(Исходный текст):
«Анна» Каренова

Николай ИРИН

20.04.2017

Канал «Россия 1» представил 8-серийную «Анну Каренину» Карена Шахназарова. Многие начали рассуждать о свежеиспеченной постановке в категориях «неприкосновенное национальное достояние», «не по Сеньке шапка» и «до Толстого нужно духовно дорасти». Напрасно. В той мере, в какой Лев Николаевич психолог, философ, изобретатель новых форм и своеобразный стилист, то есть гений из гениев, адекватная его экранизация невозможна. Но поскольку он еще и, скажем так, очень умный человек, работать с его текстами не возбраняется никому. Умного человека и экранизировать, и анализировать полезно.

От Толстого не убудет, если деятели массовой культуры смастерят визуальный конспект неподражаемого социально-психологического романа. Разве же самостоятельное чтение, как было в популярном произведении Брэдбери, запрещено, а книги раз и навсегда уничтожены?! Что за мания тиранить кинематографистов за своеволие, они же по определению фантазеры. Вот и теперешняя «Анна Каренина» не что иное, как фантазм на темы восприятия и бытования канонического текста. В сущности, подобные экранизации — это исследовательская работа, целью которой являются наведение мостов, тестирование культуры в целом и ее высоких образцов в частности на соответствие нашей повседневности. Тут заведомо больше социологии, нежели «художества». Кстати, Шахназаров и его соавтор по сценарию Алексей Бузин текстом Толстого не ограничиваются, присовокупляя несколько малоформатных вещей Викентия Вересаева о Русско-японской войне начала XX столетия. Для чего они это сделали? Для того, чтобы современному зрителю удобнее было войти в мир «Анны Карениной». Ход правильный и осмысленный. Ведь интересно же понять, каким образом великое сочинение участвует непосредственно в моей жизни. Занимательно найти с классово чуждыми аристократическими особами если не точки соприкосновения, то хотя бы повод для полемики. Где-то в середине сериала приятель-офицер жизнерадостно предлагает Вронскому уехать на театр военных действий в Ташкент. Мотивирует любопытно: дескать, там очень быстро сделаешь карьеру, дослужившись до генерала. Таков мир и таковы амбиции того социального слоя, с которым Толстой работает в романе. Понимаю головой, не чувствую ни единой клеткой организма.

Начиная действие с маньчжурских степей, с тяжелого дыхания усталых простолюдинов-солдат, с пыльных дорог и госпитального неуюта, Шахназаров приоткрывает для меня дверцу в мир «Анны Карениной». В точности, как это было в «Золотом ключике»: за нарисованным камином в скудной каморке папы Карло пряталась дверца в мир шика, красоты и восторгов. Взрослый Сергей Каренин и седой Алексей Вронский затевают неторопливый разговор про давно ушедшую Анну, постепенно втягивая, приручая зрителя.

(Предоставленные данные):
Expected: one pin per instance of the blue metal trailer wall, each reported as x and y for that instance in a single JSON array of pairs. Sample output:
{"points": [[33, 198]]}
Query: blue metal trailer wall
==
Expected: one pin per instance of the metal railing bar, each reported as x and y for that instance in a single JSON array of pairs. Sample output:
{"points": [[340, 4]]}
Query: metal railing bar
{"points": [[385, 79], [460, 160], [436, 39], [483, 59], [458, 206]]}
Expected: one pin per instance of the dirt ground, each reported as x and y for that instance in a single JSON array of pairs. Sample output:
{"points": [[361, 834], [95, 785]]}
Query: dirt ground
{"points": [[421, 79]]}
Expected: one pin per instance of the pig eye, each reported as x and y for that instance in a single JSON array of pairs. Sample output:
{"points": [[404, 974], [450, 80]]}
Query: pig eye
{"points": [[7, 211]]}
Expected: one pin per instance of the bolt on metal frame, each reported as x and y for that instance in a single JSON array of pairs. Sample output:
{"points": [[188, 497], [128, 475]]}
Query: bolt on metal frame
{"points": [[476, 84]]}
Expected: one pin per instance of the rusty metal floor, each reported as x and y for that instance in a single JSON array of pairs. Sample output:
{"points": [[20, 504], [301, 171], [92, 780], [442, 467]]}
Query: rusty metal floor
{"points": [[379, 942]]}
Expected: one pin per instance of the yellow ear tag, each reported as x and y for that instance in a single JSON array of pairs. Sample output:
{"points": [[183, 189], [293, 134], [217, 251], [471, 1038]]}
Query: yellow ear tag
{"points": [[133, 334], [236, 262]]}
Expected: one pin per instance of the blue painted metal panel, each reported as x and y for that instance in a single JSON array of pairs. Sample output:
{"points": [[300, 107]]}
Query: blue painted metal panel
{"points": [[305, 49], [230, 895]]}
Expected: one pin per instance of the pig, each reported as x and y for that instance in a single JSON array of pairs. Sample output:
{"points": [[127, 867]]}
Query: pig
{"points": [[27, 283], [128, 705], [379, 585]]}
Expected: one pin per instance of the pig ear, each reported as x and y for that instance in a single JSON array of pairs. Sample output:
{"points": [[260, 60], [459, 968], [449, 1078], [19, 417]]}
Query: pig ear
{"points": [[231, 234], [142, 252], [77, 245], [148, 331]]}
* * *
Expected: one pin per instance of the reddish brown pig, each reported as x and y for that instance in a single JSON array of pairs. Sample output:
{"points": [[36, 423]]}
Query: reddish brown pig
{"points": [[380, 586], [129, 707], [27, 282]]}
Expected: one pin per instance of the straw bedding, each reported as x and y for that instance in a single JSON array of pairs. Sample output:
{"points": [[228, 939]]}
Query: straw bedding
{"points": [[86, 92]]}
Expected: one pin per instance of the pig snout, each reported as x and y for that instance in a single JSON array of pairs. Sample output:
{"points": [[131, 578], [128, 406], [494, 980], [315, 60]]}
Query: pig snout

(Задача 1): Извлеките из записей каждую строку, в которой встречается слово «trailer», с учетом регистра.
(Задача 2): Продолжите рецензию на сериал Шахназарова «Анна Каренина», начав сразу после последнего приведенного предложения.

(Письменный ответ 1):
Expected: one pin per instance of the blue metal trailer wall, each reported as x and y for that instance in a single JSON array of pairs. Sample output:
Query: blue metal trailer wall

(Письменный ответ 2):
В визуальном смысле этот фильм есть столкновение степной Маньчжурии и столичной России. Когда Алексей Каренин ведет драматический диалог с женой в громадной зале с непомерно высоким потолком и уходящей на десятки метров вниз парадной лестницей, элементарно перестаешь слышать: ситуация кажется нереальной, фантастической. Неужели им удобны такие объемы, разве это пространство не пожирает их целиком? Разве тонким психологическим решениям удобно осуществляться посреди такой вот «варварской» роскоши? Следующая мысль удивляет донельзя: а ведь Лев Толстой именно подобную реакцию и планировал, именно такое закладывал. Его борьба с избыточным потреблением считывается мною на уровне визуального впечатления. Значит, Шахназаров попадает куда нужно. Машина по производству смыслов работает.

И наоборот, сцены в степи — средоточие лишь самого необходимого, разговор глаза в глаза под низким бревенчатым потолком. Двое мужчин, сын и любовник, находятся не на той, заведомо победоносной, войне, куда 30 лет назад зазывал Алексея приятель. Генерал, который является в полевой госпиталь проведать Вронского, оказывается лицемерным невнимательным идиотом: не исключено, карьеру свою сделал именно на среднеазиатском, куда более комфортном театре военных действий. Теперь же идет сражение нового века и нового типа: предшествие революции, обещание краха сословного порядка и полного переустройства цивилизации.

Толстой создал социально-психологический роман: дал через частные судьбы с виртуозно прорисованными портретами механизм национального, а впрочем, и мирового передела. Внимательно наблюдая за взаимодействием экранных героев, вполне опознаю толстовский метод. Итак, приходит время разбираться с главной героиней в исполнении Елизаветы Боярской. Отовсюду доносятся хулы и недовольства: «не хотим», «не Анна». Вполне себе Анна. Гений Толстого в том, что он дает достоверную женщину с изощренно прописанной психологией и одновременно некий символ. «Дочь мушкетера» с унаследованными от отца боевыми качествами позволяет почувствовать эту самую двумерность, что сделать совсем непросто. Боярская играет волю к хаосу и зависимость от него. Она — средоточие коллективного бессознательного, если угодно, обещание русско-японской, февральской и октябрьской катастроф.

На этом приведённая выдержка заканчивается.